» **STATED EXERCISE 1**:
In the article on the IPED survey about AI in the channel, what percentage of solution providers named AI consulting as an AI solution they currently offer clients?
» **STATED EXERCISE 2**:
Pick up the article on the IPED survey about AI in the channel after its final sentence and write the next few paragraphs.

Digital Labor, AI’s ‘Halo Effect’: IPED Study Captures Emerging Technology’s Channel Impact
'We think it's a way for us to be able to scale without necessarily adding a ton of headcount,' Alvarez Technology Group CEO Luis Alvarez said.
When one of Alvarez Technology Group’s dispatchers recently left the company, CEO Luis Alvarez decided to leverage digital labor in the artificial intelligence era.
“Let’s not hire another one,” said Alvarez, whose Salinas, Calif.-based company is a member of CRN’s 2025 MSP 500. “Let’s see what we can do with AI. Let’s see what we’re going to get to in terms of the customer experience in being able to bring in tools that can do that triage, interact with clients, talk to them, do all that sort of work. So now that’s the next big thing we’re looking for. We think it’s a way for us to be able to scale without necessarily adding a ton of headcount.”
Alvarez shared his story as part of a panel on AI’s impact on the channel in year three of the emerging technology, held Monday at XChange March 2025, which is hosted by CRN parent The Channel Company and being held this week in Orlando.
[RELATED: GenAI’s Year Three: Solution Providers Zero In On ROI, Industry Use Cases]
AI In The Channel
During the panel, Mark Williams, senior consultant with IPED, The Channel Company’s channel consulting arm, shared new survey data around AI’s growing presence in the channel based on a survey of about 370 solution providers.
The survey showed a 33 percent increase year over year in optimism around the technology.
The number of survey participants who are not doing anything with AI–25 percent–fell from 37 percent last year. Williams predicted the number falls to around 10 percent next year.
“The concept of, ‘We're not going to do anything, it’s not interesting’--we’re well past that,” Williams said on stage. “It's not about ‘if’--it's about when and how.”
Solution providers reported higher shares across the board for internal processes they expect to be impacted by AI use over the next 12 months.
Marketing still led the pack at 44 percent of survey participants. That’s a higher share from the 24 percent in 2024 who answered marketing as an area impacted by internal AI use.
For other internal processes facing impacts from AI:
- 41 percent of participants named sales, up from 19 percent in 2024
- 36 percent said customer support, up from 15 percent in 2024
- Application development and operations each received 33 percent shares of responses, up from about 15 percent in 2024 for each
- 32 percent said service delivery, up from 13 percent in 2024
Providers shared what AI solutions they currently offer clients, with AI consulting capturing the highest share at 48 percent.
- Integration services was 43 percent
- AI training and education was 31 percent
- Custom AI solutions was 30 percent
- AI software development was 17 percent
As for the portions of a solution provider’s business they expect AI technology to positively impact in the next 12 months, every category saw a larger share of responses, showing the channel’s growing interest in the emerging technology.
Professional services and managed services each saw more than 75 percent of respondents say those portions of the business will see positive impact from AI in the next 12 months. More than a quarter of respondents said each of those businesses will see “significant” positive impact.
A year ago, about 60 percent of respondents said managed services and professional services will each see a positive impact from AI technology, and less than a quarter called the impact “significant,” according to IPED.

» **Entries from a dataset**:
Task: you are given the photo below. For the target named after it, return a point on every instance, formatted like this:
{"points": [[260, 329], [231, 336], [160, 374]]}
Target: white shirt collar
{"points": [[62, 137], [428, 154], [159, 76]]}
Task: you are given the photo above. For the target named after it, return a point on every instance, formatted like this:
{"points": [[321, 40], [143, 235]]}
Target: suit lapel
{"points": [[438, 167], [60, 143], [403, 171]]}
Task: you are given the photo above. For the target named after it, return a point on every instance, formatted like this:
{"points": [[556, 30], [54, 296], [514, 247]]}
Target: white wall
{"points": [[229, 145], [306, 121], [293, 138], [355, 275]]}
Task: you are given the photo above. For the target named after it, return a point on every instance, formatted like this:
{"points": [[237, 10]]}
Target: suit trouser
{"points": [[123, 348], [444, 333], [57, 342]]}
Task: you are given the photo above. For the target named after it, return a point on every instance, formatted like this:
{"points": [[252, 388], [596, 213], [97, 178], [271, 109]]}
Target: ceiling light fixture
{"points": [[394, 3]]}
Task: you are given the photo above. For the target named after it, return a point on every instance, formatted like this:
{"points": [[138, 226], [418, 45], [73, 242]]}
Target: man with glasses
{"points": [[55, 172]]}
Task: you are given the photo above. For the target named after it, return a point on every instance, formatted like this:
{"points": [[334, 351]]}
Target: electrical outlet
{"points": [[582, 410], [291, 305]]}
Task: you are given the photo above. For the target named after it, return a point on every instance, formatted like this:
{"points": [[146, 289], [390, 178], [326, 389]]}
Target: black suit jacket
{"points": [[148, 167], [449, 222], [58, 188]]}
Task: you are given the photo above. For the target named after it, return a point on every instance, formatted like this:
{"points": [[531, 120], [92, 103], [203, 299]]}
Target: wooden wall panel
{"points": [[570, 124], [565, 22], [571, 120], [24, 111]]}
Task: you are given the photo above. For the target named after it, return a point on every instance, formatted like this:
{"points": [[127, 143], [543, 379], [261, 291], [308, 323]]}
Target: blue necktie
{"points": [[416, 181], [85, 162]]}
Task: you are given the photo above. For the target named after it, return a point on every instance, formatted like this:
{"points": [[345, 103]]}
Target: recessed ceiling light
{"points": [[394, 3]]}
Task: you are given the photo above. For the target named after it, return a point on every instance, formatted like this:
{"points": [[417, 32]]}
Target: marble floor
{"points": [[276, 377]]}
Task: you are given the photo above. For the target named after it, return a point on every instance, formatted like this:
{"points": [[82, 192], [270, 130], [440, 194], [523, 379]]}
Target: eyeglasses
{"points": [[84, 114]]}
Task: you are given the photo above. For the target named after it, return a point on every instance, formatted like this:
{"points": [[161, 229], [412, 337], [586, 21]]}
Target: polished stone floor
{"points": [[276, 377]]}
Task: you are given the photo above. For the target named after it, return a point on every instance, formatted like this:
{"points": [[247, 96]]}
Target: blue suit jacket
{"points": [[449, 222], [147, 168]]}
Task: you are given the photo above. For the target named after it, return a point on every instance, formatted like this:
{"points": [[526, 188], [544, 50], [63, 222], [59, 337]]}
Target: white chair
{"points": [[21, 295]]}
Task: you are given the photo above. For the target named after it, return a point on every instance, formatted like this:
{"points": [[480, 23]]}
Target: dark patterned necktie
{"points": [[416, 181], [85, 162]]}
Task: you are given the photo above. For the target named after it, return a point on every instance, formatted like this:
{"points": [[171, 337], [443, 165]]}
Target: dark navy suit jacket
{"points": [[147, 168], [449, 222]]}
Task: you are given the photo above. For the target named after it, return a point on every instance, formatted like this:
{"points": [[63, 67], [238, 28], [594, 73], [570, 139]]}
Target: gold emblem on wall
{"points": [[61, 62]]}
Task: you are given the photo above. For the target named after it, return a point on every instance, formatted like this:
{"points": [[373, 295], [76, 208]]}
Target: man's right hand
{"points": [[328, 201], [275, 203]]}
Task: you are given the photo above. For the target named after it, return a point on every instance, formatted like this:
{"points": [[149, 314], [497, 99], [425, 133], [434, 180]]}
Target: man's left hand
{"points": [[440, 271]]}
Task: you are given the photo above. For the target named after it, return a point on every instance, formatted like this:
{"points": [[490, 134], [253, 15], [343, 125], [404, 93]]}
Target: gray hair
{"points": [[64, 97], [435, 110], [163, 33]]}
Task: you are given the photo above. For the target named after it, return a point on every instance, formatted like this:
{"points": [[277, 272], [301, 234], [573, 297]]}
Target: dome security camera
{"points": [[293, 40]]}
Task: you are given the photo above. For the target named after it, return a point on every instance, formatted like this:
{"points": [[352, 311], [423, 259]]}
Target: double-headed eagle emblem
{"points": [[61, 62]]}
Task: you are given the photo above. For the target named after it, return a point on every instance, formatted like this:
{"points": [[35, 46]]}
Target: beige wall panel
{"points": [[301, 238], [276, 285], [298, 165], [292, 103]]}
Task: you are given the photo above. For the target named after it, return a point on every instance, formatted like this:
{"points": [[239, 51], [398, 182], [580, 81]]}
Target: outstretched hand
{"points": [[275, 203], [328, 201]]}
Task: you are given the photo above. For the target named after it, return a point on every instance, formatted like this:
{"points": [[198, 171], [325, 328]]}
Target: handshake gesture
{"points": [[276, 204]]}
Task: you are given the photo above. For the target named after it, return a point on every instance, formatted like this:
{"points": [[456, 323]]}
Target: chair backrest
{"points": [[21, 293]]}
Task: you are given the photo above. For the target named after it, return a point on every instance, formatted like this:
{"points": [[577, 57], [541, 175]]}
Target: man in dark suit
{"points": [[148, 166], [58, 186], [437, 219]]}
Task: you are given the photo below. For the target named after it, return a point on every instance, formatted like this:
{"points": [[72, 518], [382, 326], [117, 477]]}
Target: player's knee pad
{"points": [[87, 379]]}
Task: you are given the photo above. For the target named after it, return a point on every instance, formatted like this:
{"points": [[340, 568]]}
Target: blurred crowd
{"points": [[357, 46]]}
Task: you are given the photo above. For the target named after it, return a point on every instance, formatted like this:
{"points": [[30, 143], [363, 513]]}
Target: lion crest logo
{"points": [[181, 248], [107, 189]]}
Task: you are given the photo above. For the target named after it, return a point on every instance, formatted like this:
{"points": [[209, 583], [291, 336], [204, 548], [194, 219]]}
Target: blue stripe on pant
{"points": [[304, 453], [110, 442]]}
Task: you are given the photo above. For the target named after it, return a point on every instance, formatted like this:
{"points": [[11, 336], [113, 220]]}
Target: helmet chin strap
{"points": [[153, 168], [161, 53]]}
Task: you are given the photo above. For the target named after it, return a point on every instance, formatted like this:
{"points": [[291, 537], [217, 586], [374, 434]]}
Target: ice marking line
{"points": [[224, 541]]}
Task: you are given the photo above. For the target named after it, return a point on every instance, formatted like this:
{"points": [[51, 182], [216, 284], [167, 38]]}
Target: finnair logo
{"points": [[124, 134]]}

» **FINAL RESULT 1**:
48 percent

» **FINAL RESULT 2**:
As for other parts of a solution provider’s business and the AI impact:
- In the latest survey, about 75 percent of responders said cloud services, application development and product resell will each see a positive impact from AI in the next 12 months
- That represents growth from the 2024 survey, wherein closer to 50 percent of responders said each of those business practices will see a positive impact from AI in the next 12 months
- In the latest survey, 25-plus percent called the impact for each of those businesses “significant”
- That shows growth from 2024, wherein the share of solution provider responders calling the impact “significant” for each of those business practices was closer to 13 percent
Williams also noted that an important element for AI vendors to understand is that solution providers and their customers continue to see the same inhibitors with AI adoption as they saw last year, with the top concerns including cybersecurity, accuracy and intellectual property infringement. “Human in the loop is still a major piece of this,” he said.
AI’s Halo Effect
Kirsten Craft, chief revenue officer of Prolifics, an Orlando, Fla.-based solution provider and another member of the AI panel, told the room of solution providers that her company has seen what Williams calls the “AI halo effect,” with AI bringing new attention to her company’s data, systems integration and orchestration practices.
“AI has really helped us put our offerings in a sexier light,” Craft said. “When we are going and selling to our clients, we are talking to the end users. We are talking to the line of business as far as what is a problem you're trying to solve. And AI every single time will help us open up a conversation. That is the No. 1 topic that our clients want to talk about.”
Prolifics has engaged customers with briefings where they can create around 10 potential AI use cases the solution provider demonstrates. The company’s smaller customers have actually adopted AI faster than larger ones due to fewer internal hurdles, she said.
To cut down on the number of customer AI proofs of concept (POCs) that don’t reach production, Prolifics has developed a framework to formalize the AI experimentation timeline.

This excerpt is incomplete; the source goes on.